The Company received an aggregate of $1,951,000 in gross cash proceeds, before deducting placement agent fees and expenses, and legal, accounting and other fees and expenses, in connection with the sale of the Units. We paid the Placement Agent a total of $175,555 of cash fees and issued to the Placement Agent or its designees Placement Agent Warrants to purchase an aggregate of 51,650 shares of common stock.

 

On May 20, 2017 we entered into Amendment No.1 to the Offshore Drilling Contract with a subsidiary of Pacific Operations Drilling Limited (“Pacific Amendment”) on May 20, 2017.  The Pacific Amendment clarifies the use of the Pacific Scirocco drill ship for the upcoming drilling program offshore Guinea and provides for Special Mobilization and Standby Rate (“SMSR”) of $100,000 per day  to apply at moment the drill ship enters Guinea territorial waters.  It further provides that SMSR ends the later of when Pacific Sirocco receives from SCS a 28 day notice for drilling commencement or  July 17, 2017. In consideration for the extension of the Pacific Sirocco Contract and reduction of the costs associated with it, we agreed with Pacific Scirocco Limited (“Pacific”) to issue and deliver to Pacific a number of shares of our Common Stock equal to $1,000,000 at a 10 day average market price preceding the date of the agreement to issue the shares.

* INSTRUCTION 1:
Answer these questions using the excerpt above:
(a) How much did the Company receive in gross cash proceeds from the sale of the Units?
(b) What daily rate does the Pacific Amendment set for Special Mobilization and Standby?
(c) What dollar value of Common Stock was the company to issue to Pacific?

* Data extracted from a collection:
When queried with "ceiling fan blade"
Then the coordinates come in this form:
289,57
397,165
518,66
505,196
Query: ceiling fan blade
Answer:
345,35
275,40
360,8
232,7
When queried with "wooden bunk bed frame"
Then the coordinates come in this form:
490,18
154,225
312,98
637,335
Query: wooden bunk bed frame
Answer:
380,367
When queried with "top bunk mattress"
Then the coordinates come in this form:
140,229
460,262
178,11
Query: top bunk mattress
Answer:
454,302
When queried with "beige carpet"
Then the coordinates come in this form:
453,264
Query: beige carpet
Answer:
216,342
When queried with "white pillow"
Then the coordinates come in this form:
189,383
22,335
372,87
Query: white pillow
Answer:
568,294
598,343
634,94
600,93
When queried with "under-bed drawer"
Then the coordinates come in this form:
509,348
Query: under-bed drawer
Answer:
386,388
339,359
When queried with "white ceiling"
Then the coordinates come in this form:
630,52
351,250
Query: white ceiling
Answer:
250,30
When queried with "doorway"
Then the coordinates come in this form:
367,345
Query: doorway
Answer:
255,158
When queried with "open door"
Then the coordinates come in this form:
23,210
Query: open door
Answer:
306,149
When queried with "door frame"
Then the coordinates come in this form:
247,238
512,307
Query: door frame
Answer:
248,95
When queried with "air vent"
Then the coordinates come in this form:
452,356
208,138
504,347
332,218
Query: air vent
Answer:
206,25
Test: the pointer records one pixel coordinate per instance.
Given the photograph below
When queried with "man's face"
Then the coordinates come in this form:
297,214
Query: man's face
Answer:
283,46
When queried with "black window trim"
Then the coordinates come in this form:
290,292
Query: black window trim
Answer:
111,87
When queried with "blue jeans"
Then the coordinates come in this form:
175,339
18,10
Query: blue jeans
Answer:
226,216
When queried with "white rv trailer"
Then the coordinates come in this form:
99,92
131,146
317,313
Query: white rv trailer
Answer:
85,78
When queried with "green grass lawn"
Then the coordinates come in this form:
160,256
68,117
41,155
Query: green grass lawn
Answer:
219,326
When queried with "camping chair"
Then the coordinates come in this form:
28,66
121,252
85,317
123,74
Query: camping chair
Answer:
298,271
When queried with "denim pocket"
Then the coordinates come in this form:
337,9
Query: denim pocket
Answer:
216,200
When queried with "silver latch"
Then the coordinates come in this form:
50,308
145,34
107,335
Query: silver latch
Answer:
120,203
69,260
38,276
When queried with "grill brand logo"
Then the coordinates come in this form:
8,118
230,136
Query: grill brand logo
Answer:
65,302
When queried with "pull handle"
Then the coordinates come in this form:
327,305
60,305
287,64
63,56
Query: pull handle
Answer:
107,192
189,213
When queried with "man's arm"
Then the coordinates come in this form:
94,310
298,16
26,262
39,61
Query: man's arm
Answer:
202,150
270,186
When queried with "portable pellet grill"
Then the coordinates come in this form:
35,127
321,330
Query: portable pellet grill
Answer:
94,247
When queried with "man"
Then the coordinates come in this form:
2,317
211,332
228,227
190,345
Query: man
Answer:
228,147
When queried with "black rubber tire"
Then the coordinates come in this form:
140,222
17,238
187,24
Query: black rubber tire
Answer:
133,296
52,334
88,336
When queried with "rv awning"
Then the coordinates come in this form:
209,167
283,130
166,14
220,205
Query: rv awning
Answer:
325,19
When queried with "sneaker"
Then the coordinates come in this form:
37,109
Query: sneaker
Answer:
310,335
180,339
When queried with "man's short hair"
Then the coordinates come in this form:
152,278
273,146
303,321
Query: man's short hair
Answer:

* INSTRUCTION 2:
Return every line of the listing that contains the string "blue", matching case exactly.

* WORKED ANSWER 1:
(a) $1,951,000
(b) $100,000 per day
(c) $1,000,000

* WORKED ANSWER 2:
When queried with "blue jeans"
Query: blue jeans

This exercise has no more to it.